## Supplied text:
Dr. Maxine Papadakis – 2016:

Associate Dean of Student Affairs at University of California, San Francisco

Dr. Papadakis has been deeply involved in teaching both undergraduate medical students and residents for many years, and she is the recipient of many teaching awards. She is also the recipient of the John P. Hubbard Award, given by the NBME, which is given to an individual who has made outstanding contributions to the pursuit of excellence in the field of evaluation in medicine. She received this award specifically for her academic research on medical school policies, student professionalism, and evaluating professional attributes of physicians. Her research has led to identifying what professional behaviors look like and remediating when unprofessional behaviors occur. This work in the field of assessing and addressing medical student professionalism has been recognized on a national level, and she truly is a leader of this field.

 

Dr. Ruth-Marie “Rhee” Fincher – 2015:

During her visit, Dr. Fincher went out to dinner with 8 of our UW AΩA Chapter members in downtown Seattle. There, she had a thoughtful conversation with MS3 and MS4 students about our WWAMI program, life on clinical rotations, how they chose their specialties, as well as sharing her story of her professional development over the years. The small group allowed Dr. Fincher to get to know some of our AΩA chapter students on a more personal level and allowed the students a chance to meet a retired doctor/professor who had much wisdom to dispel about her journey through medicine and academics. The UW AΩA Chapter Councilor as well as the staff coordinator joined the group for dinner.

## Records supplied:
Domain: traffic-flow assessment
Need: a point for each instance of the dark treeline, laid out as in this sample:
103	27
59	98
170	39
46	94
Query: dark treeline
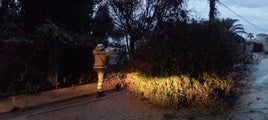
47	43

## Tasks:
1. In the visiting-speaker profiles, which award did Dr. Papadakis receive from the NBME?
2. Pick up the visiting-speaker profiles after their final sentence and carry them forward.

## Results of the tasks:
1. The John P. Hubbard Award.

2.
She also went out to breakfast with a different set of 8 students from our UW AΩA Chapter at a restaurant near campus, before the students had class. Much like the evening before, the students and Dr. Fincher engaged in a rich conversation that included current topics in medicine, medical school, academia, as well as a political conversation about the issue of a new medical school in eastern Washington.

She engaged in an interactive session with first and second year medical students. She discussed the following topics: Transitioning to third year, preparing for Clerkships, how to balance STEP studying with increasing clinical duties, stress management, study skills as they relate to STEP 1, developing a professional identity, research at UWSOM, and decision-making as it relates to choosing a specialty. The session ended with Dr. Fincher’s top 10 pieces of advice for the pre-clinical students, which was very well received. After this session, Dr. Fincher joined the UW Councilor, Dr. Doug Paauw, in a faculty meeting where they discussed how Medicine Clerkships went over the past year.

She talked with students about their plans after graduation and how to succeed in their first year of residency. Dr. Fincher gave the keynote address at the UW Annual AΩA Banquet. She used three stories along her journey as a physician to illustrate to the 100-person crowd that we can’t always know what things will happen in our lives that actually turn out to be teaching moments or turning points along our professional journeys.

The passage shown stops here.